# DOCUMENT:
_ _ _ _ _
SQL is the language of data interviews. Doesn't matter if you're applying for a Data Analyst, BI Engineer, or Data Engineer role — you will be tested on SQL. No exceptions.
The good news? Interviews aren't trying to trick you with obscure syntax. They're testing a handful of core concepts over and over. Once you understand these 10 patterns, you'll recognize them no matter how the question is dressed up.
Each question below includes the concept, why they ask it, a real example, and the SQL you need to write. Let's go.
Don't just read these — type them out. Use a free tool like SQLite Online or DB Fiddle to run each query yourself. Your hands need to know this, not just your eyes.
If you only learn one thing before a data interview, it's this. GROUP BY + aggregation functions (COUNT, SUM, AVG, MIN, MAX) is the single most tested concept in data interviews. Period.
The interviewer wants to see that you can group rows together and summarize them. Here's how it looks:
SELECT
category,
SUM(revenue) AS total_revenue,
COUNT(*) AS num_orders,
AVG(revenue) AS avg_order_value
FROM orders
GROUP BY category
ORDER BY total_revenue DESC;
Sample output:
| category | total_revenue | num_orders | avg_order_value |
|---|---|---|---|
| Electronics | $142,000 | 320 | $443.75 |
| Clothing | $89,500 | 780 | $114.74 |
| Books | $21,200 | 1,040 | $20.38 |
Every column in your SELECT that isn't inside an aggregation function (SUM, COUNT, etc.) must be in your GROUP BY. This trips up so many candidates. If you're selecting category and summing revenue, category goes in GROUP BY.
JOINs are tested in literally every data interview. They test whether you understand how tables relate to each other. The most important ones: INNER JOIN (only matching rows) and LEFT JOIN (all rows from left table, nulls where no match).
The key word here is "include customers who have never placed an order" — that's a LEFT JOIN signal. An INNER JOIN would drop those customers entirely.
SELECT
c.customer_id,
c.name,
COUNT(o.order_id) AS total_orders,
COALESCE(SUM(o.amount), 0) AS total_spent
FROM customers c
LEFT JOIN orders o
ON c.customer_id = o.customer_id
GROUP BY c.customer_id, c.name
ORDER BY total_spent DESC;
Notice the COALESCE around SUM — it replaces NULL with 0 for customers who never ordered. Forgetting this is a common mistake. Interviewers love when you handle NULLs without being asked.
Window functions are what separate junior candidates from strong ones. If you walk into a mid-level data interview and don't know window functions, you will struggle. The key insight: window functions calculate across a set of rows without collapsing them like GROUP BY does.
_ _ _ _ _
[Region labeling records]
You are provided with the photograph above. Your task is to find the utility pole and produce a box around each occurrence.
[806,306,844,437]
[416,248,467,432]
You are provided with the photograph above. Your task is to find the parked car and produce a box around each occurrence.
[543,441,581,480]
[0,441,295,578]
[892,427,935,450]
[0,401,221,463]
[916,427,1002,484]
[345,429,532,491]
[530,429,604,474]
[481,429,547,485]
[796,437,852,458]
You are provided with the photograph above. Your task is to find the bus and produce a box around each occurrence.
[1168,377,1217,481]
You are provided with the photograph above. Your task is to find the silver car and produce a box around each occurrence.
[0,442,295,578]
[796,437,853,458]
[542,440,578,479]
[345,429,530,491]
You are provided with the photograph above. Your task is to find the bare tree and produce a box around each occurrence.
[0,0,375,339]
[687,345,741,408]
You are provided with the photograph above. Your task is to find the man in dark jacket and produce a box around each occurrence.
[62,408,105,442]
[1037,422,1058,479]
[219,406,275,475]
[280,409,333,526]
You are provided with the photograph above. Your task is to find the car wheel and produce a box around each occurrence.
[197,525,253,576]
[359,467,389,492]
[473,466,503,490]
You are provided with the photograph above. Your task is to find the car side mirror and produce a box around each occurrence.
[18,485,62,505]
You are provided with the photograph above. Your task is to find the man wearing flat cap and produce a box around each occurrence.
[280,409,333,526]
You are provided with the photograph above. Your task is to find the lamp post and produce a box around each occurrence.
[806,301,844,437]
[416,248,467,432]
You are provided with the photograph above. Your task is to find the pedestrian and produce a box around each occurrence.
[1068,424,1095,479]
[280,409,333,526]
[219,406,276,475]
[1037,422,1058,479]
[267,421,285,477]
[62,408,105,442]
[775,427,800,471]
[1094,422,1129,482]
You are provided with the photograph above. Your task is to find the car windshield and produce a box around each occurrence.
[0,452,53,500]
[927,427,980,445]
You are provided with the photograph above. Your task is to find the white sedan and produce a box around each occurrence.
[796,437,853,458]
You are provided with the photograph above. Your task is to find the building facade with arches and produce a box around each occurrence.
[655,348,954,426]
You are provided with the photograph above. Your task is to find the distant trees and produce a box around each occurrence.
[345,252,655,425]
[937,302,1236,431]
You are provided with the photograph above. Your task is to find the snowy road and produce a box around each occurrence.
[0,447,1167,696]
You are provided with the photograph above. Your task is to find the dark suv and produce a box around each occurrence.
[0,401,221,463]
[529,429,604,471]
_ _ _ _ _
# WHAT TO WORK ON:
[a] In the SQL interview guide, which two JOIN types are called the most important?
[b] Repeat the stretch of the SQL interview guide from "SQL is the language" through "is dressed up.".
[c] According to the SQL interview guide, why does the customer order query use a LEFT JOIN instead of an INNER JOIN?

# PER-TASK ANSWERS:
[a] INNER JOIN and LEFT JOIN.

[b]
SQL is the language of data interviews. Doesn't matter if you're applying for a Data Analyst, BI Engineer, or Data Engineer role — you will be tested on SQL. No exceptions.
The good news? Interviews aren't trying to trick you with obscure syntax. They're testing a handful of core concepts over and over. Once you understand these 10 patterns, you'll recognize them no matter how the question is dressed up.

[c] The question asks to include customers who have never placed an order, which signals a LEFT JOIN. An INNER JOIN would drop those customers entirely.